> **Source text**
>> BEGIN

A note: for example, for those interested, one of the possible ways of calculating both series from UPDATE III and UPDATE IV is based on building a system of relations with the two series by exploiting $\displaystyle \int_0^1 x^{n-1} \log^2(1-x)\textrm{d}x=\frac{H_n^2+H_n^{(2)}}{n}$ and $\displaystyle \sum_{n=1}^{\infty} x^n(H_n^2-H_n^{(2)})=\frac{\log^2(1-x)}{1-x}$. Apart from this, the series from UPDATE III allows at least a (very) elegant approach by using different means.
Using the first series we may obtain (based on the series representation of $\log(1-x)\log(1+x)$ and the integral $\int_0^1 x^{n-1}\operatorname{Li}_2(x)\textrm{d}x$) a way for proving that $$\int_0^1 \frac{\operatorname{Li}_2(x) \log (1+x) \log (1-x)}{x} \textrm{d}x=\frac{29 }{64}\zeta (5)-\frac{5 }{8}\zeta (2) \zeta (3).$$
Then, based on the solution below and using the alternating harmonic series in the book, (Almost) Impossible Integrals, Sums, and Series, we have
$$\int_0^1 \frac{\operatorname{Li}_2(-x) \log (1+x) \log (1-x)}{x} \textrm{d}x$$ $$=\frac{5 }{16}\zeta (2) \zeta (3)+\frac{123 }{32}\zeta (5)+\frac{2}{3} \log ^3(2)\zeta (2)-\frac{7}{4} \log ^2(2)\zeta (3)-\frac{2}{15}\log ^5(2)\\-4 \log (2)\operatorname{Li}_4\left(\frac{1}{2}\right)-4 \operatorname{Li}_5\left(\frac{1}{2}\right).$$ And if we add up the two previous integrals, we get $$\int_0^1 \frac{\operatorname{Li}_2(x^2) \log (1+x) \log (1-x)}{x} \textrm{d}x$$ $$=\frac{275}{32}\zeta (5)-\frac{5 }{8}\zeta (2) \zeta (3)+\frac{4}{3} \log ^3(2)\zeta (2)-\frac{7}{2} \log ^2(2)\zeta (3)-\frac{4}{15}\log ^5(2)\\-8 \log (2)\operatorname{Li}_4\left(\frac{1}{2}\right)-8 \operatorname{Li}_5\left(\frac{1}{2}\right).$$ Update (integrals): Another curious integral arising during the calculations $$\int_0^1 \frac{x \log (x) \log(1-x^2) \operatorname{Li}_2(x)}{1-x^2} \textrm{d}x=\frac{41 }{32}\zeta (2) \zeta (3)-\frac{269 }{128}\zeta (5).$$
QUESTION: Have these series ever been known in literature? I'm not interested in solutions but only if the series appear anywhere in the literature.

>> END

> **Set task 1**
Identify every line of the listing that contains the word "wooden".

> **Supplied material**
>> BEGIN

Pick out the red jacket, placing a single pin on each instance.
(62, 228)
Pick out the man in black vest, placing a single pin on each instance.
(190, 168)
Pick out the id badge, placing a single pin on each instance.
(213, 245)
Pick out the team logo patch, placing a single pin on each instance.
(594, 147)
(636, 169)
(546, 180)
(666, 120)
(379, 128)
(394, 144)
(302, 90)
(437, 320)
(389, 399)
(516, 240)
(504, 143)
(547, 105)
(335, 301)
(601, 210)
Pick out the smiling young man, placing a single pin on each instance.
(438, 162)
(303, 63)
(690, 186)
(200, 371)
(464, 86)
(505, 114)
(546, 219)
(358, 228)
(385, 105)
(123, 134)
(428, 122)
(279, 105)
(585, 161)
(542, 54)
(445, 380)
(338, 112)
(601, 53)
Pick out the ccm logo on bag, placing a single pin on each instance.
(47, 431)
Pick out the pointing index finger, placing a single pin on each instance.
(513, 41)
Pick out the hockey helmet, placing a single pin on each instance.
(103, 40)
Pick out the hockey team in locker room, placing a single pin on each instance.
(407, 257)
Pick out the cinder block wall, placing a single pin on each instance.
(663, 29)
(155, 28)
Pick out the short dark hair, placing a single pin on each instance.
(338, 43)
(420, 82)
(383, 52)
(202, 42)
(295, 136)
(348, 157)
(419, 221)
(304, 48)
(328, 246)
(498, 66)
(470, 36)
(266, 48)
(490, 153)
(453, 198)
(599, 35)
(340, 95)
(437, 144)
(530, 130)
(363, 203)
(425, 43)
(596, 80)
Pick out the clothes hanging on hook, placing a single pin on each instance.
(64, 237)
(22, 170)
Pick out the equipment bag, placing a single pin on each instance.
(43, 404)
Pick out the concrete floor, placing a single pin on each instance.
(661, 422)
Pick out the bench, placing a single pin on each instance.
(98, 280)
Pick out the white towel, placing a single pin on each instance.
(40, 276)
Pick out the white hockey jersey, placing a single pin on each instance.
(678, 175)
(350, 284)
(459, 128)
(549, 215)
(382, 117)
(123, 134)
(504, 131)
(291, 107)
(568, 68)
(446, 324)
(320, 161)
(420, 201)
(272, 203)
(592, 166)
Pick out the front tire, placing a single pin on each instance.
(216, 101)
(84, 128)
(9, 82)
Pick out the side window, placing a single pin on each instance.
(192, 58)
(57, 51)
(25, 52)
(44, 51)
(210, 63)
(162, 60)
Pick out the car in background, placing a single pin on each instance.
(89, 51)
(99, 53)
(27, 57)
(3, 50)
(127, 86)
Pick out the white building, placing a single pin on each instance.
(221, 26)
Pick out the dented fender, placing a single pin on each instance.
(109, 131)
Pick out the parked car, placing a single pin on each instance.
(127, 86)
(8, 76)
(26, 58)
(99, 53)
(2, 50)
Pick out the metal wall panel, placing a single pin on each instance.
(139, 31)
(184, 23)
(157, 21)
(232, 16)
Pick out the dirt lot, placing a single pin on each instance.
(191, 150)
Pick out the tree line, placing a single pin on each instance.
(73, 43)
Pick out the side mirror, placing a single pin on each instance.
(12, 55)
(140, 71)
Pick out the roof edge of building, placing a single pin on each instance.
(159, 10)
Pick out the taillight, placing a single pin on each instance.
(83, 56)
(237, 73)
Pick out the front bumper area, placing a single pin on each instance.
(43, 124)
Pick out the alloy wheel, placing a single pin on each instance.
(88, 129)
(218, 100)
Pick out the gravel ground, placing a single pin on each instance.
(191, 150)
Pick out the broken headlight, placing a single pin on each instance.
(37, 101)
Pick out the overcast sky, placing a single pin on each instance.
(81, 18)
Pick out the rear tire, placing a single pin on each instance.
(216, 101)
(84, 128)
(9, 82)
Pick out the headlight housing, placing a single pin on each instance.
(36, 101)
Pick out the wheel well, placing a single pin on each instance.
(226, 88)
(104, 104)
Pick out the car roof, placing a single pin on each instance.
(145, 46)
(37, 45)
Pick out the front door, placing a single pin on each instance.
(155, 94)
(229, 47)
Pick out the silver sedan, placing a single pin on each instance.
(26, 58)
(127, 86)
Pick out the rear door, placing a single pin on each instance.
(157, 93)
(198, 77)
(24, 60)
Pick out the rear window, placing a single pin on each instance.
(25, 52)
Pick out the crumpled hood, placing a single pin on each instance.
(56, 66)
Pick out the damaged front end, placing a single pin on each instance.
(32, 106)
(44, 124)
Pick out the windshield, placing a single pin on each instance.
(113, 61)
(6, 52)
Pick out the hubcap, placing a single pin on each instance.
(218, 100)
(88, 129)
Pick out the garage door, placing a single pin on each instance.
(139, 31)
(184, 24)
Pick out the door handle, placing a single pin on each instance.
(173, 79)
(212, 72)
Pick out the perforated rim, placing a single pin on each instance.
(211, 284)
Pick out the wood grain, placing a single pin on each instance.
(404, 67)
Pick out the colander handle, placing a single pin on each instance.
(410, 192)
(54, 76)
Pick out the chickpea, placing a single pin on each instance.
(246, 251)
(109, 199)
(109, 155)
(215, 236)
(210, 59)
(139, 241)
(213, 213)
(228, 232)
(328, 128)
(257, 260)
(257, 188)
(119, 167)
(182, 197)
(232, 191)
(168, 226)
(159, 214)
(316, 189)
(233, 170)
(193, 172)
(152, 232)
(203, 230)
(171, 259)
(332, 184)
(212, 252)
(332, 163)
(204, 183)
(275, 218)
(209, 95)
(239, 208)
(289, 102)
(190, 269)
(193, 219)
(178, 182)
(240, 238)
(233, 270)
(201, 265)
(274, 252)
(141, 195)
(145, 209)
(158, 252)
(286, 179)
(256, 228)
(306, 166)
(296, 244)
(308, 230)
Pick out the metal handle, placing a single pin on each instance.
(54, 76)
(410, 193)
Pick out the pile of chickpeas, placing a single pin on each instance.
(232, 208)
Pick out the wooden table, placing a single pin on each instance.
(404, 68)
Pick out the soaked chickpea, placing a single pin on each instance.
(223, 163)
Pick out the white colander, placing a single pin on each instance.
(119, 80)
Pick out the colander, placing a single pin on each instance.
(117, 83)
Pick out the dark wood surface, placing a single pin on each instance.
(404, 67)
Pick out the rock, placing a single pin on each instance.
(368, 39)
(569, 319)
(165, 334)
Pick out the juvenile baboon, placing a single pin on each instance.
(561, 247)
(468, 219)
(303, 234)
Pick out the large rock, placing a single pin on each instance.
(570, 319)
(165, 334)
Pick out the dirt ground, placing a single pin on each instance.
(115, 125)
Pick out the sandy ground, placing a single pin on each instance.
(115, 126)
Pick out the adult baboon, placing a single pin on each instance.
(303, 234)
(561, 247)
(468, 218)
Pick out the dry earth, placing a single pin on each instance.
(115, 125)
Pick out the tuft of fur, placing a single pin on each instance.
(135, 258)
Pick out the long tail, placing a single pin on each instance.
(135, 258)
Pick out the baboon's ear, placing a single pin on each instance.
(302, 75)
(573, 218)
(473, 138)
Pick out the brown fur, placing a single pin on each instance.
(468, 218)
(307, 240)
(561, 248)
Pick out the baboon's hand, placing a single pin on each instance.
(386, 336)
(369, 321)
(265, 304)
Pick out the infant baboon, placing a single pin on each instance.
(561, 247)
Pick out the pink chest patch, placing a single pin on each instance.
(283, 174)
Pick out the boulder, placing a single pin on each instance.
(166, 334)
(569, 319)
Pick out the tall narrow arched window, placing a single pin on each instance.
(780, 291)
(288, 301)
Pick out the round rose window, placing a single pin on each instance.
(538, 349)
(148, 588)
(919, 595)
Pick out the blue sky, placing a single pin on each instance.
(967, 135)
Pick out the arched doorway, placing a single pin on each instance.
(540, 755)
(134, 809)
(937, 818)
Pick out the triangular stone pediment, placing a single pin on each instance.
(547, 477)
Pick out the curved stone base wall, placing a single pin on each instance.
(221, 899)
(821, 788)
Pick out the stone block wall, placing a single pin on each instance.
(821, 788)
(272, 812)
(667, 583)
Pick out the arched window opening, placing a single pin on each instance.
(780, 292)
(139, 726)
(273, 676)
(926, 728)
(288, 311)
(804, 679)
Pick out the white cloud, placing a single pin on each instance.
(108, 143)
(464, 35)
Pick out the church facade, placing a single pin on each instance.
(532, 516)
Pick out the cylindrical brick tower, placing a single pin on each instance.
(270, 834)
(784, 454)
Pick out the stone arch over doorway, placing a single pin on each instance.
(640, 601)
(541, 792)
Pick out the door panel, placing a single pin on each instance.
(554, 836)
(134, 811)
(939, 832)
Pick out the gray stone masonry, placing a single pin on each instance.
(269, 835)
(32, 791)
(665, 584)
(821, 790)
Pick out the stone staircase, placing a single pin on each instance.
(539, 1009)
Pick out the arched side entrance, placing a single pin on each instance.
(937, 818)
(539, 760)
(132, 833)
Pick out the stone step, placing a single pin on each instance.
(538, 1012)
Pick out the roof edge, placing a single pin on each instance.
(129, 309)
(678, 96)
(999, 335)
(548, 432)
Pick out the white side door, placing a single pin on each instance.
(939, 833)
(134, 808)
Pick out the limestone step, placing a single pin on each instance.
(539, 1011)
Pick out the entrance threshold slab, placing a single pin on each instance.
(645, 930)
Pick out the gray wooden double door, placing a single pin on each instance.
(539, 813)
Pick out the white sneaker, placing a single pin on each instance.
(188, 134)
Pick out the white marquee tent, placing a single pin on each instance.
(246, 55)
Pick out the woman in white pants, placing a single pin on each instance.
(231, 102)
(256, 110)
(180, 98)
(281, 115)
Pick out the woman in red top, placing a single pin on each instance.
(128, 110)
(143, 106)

>> END

> **Set task 2**
Summarize the post on harmonic series and integrals in two sentences.

> **Expected answer 1**
Pick out the wooden table, placing a single pin on each instance.
Pick out the gray wooden double door, placing a single pin on each instance.

> **Expected answer 2**
The post says that both series from UPDATE III and UPDATE IV can be calculated by building a system of relations from an integral identity and a generating-function identity. It uses the first series to evaluate several integrals involving the dilogarithm, log(1+x) and log(1-x), then asks only whether these series have ever appeared in the literature.